## PROBLEM SET
(A) According to the Perceptimatic repository description, which file holds the onset, offset and labels of the cleaned English triphones?
(B) From the Perceptimatic repository description, quote the passage that begins at the words "We provide the" and stops after the words "rof the speaker.".
(C) Name every column that the Perceptimatic repository description gives for the cleaned triphone files.

Interspeech-2020-Perceptimatic

This git contains the dataset Perceptimatic presented in the paper Perceptimatic: A human speech perception benchmark for unsupervised subword modelling (Juliette Millet and Ewan Dunbar, submitted to Interspeech 2020), along with all the code to perform the analysis done in the latter.

General environment required

python 3.6/7
numpy
scipy
pandas
statsmodels

Dataset

Cleaned stimuli

We provide the cleaned stimuli on the from of onset and offset for the 2017 Zerospeech one second French and English stimuli. The onset, offset and labels of the cleaned French triphones are in DATA/french/all_aligned_clean_french.csv, the English are in DATA/english/all_aligned_clean_english.csv. The files have the following columns:

index	#file	onset	offset	#phone	prev-phone	next-phone	speaker

index is how, with the language, we refer to each triphone in the rest of the files, '#file in the original 2017 ZeroSpeech wavfile, onset and offset are beginning and end of triphone in second, '#phone is the centre phone, prev-phone and next-phone are the surrounding phones, speaker is the reference numbe rof the speaker.

## RECORDS SUPPLIED
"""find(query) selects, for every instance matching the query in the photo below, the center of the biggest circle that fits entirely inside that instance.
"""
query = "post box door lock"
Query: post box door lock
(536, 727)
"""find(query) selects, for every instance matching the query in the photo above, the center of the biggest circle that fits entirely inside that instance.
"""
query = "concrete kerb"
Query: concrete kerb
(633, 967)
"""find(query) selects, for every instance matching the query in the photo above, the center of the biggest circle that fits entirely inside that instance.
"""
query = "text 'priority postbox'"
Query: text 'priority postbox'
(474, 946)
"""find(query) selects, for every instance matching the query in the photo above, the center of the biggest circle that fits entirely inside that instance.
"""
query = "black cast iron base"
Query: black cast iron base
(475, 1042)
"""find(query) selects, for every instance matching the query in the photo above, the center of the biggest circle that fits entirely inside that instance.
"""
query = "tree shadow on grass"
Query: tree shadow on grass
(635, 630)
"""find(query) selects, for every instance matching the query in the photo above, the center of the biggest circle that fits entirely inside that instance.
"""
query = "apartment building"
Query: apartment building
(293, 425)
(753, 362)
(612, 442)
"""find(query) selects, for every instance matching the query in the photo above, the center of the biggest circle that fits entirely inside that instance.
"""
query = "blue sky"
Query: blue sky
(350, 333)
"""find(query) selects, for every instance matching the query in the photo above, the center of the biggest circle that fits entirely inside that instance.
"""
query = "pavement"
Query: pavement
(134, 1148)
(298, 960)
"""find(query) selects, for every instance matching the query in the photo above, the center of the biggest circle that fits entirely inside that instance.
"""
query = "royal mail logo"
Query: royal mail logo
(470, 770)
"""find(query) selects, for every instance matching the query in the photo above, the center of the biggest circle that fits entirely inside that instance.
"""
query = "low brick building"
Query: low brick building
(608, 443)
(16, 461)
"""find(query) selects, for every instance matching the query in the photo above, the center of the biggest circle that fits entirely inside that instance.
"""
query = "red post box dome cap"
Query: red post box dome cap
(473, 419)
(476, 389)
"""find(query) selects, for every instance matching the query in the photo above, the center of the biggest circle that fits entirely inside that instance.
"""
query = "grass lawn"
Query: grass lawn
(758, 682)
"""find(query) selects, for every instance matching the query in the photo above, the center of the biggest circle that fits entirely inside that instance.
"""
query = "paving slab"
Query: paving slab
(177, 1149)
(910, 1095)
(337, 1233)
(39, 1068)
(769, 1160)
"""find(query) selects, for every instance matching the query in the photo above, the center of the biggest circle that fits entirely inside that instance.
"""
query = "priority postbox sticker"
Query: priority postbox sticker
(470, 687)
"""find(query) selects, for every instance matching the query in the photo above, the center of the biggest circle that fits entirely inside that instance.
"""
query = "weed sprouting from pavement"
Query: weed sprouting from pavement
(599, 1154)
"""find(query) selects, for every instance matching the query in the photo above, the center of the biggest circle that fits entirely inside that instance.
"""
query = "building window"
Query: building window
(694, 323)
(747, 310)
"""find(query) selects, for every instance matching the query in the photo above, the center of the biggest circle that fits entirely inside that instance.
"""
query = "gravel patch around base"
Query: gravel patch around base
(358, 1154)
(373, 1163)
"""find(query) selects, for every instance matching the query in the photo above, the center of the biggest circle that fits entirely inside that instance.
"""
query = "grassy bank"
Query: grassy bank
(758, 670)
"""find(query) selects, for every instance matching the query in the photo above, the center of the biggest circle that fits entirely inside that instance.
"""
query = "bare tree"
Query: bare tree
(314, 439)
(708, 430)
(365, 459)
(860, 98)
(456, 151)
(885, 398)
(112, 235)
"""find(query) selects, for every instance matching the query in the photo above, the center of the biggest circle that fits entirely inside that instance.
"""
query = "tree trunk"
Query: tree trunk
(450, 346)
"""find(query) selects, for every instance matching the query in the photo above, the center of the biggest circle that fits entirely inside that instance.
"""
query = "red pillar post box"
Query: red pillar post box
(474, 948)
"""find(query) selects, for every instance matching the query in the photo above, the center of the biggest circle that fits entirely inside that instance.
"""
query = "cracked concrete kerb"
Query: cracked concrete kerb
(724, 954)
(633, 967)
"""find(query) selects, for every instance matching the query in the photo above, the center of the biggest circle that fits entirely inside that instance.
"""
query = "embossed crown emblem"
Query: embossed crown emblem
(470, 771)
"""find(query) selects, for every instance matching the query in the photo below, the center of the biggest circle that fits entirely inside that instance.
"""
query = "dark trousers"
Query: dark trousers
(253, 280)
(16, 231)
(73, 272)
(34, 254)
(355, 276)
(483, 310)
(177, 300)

## ANSWERS TO THE PROBLEMS
(A) DATA/english/all_aligned_clean_english.csv

(B)
We provide the cleaned stimuli on the from of onset and offset for the 2017 Zerospeech one second French and English stimuli. The onset, offset and labels of the cleaned French triphones are in DATA/french/all_aligned_clean_french.csv, the English are in DATA/english/all_aligned_clean_english.csv. The files have the following columns:

index	#file	onset	offset	#phone	prev-phone	next-phone	speaker

index is how, with the language, we refer to each triphone in the rest of the files, '#file in the original 2017 ZeroSpeech wavfile, onset and offset are beginning and end of triphone in second, '#phone is the centre phone, prev-phone and next-phone are the surrounding phones, speaker is the reference numbe rof the speaker.

(C) index, #file, onset, offset, #phone, prev-phone, next-phone, speaker